* **Challenge**
Please output the lines of the records as a JSON list of strings, one string per line with blank lines omitted, starting at the line containing "Would you mind pointing out the tree" and ending at the final line of the records, both included.

* **Data lines**
══════
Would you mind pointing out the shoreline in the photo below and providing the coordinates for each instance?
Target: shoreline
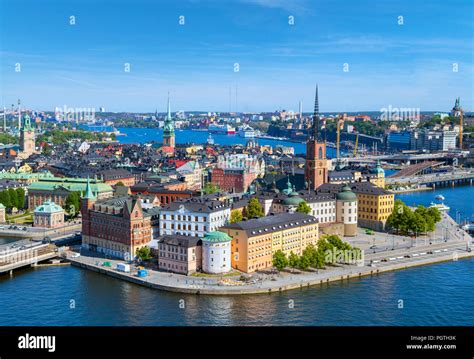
(340, 274)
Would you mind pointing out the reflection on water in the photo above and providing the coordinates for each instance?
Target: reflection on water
(432, 295)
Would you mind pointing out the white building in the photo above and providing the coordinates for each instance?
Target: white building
(346, 209)
(193, 217)
(216, 253)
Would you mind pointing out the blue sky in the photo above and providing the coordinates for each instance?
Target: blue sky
(82, 65)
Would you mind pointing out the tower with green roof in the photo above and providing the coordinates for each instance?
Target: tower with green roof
(27, 136)
(87, 201)
(168, 129)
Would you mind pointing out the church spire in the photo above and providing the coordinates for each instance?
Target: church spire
(168, 116)
(315, 131)
(89, 194)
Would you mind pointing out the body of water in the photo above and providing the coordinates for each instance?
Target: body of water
(143, 135)
(439, 294)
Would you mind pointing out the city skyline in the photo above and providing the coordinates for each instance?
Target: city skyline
(83, 64)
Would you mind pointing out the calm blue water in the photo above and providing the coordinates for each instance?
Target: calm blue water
(459, 199)
(142, 135)
(439, 294)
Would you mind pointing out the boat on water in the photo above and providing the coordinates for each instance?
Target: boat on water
(441, 206)
(248, 132)
(221, 129)
(210, 140)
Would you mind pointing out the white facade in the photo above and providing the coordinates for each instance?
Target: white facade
(347, 212)
(216, 257)
(192, 223)
(324, 211)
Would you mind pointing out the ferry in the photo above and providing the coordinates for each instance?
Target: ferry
(221, 129)
(210, 140)
(441, 206)
(468, 227)
(248, 132)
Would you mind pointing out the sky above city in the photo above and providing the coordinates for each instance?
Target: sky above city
(244, 55)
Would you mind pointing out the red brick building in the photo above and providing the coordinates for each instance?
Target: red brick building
(117, 226)
(232, 180)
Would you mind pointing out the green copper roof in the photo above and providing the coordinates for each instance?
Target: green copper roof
(26, 125)
(378, 168)
(89, 194)
(217, 237)
(71, 184)
(48, 207)
(168, 127)
(346, 194)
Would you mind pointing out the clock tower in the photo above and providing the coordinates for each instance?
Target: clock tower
(317, 165)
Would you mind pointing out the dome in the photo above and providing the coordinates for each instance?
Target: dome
(293, 200)
(216, 237)
(346, 194)
(378, 168)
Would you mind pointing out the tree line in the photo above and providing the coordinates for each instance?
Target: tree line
(13, 198)
(404, 220)
(318, 256)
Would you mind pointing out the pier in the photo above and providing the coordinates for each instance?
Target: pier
(25, 256)
(434, 180)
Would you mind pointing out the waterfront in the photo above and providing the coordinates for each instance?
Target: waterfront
(432, 295)
(437, 294)
(143, 135)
══════
* **Answer to this exercise**
[
  "Would you mind pointing out the tree line in the photo above and providing the coordinates for each instance?",
  "Target: tree line",
  "(13, 198)",
  "(404, 220)",
  "(318, 256)",
  "Would you mind pointing out the pier in the photo above and providing the coordinates for each instance?",
  "Target: pier",
  "(25, 256)",
  "(434, 180)",
  "Would you mind pointing out the waterfront in the photo above and providing the coordinates for each instance?",
  "Target: waterfront",
  "(432, 295)",
  "(437, 294)",
  "(143, 135)"
]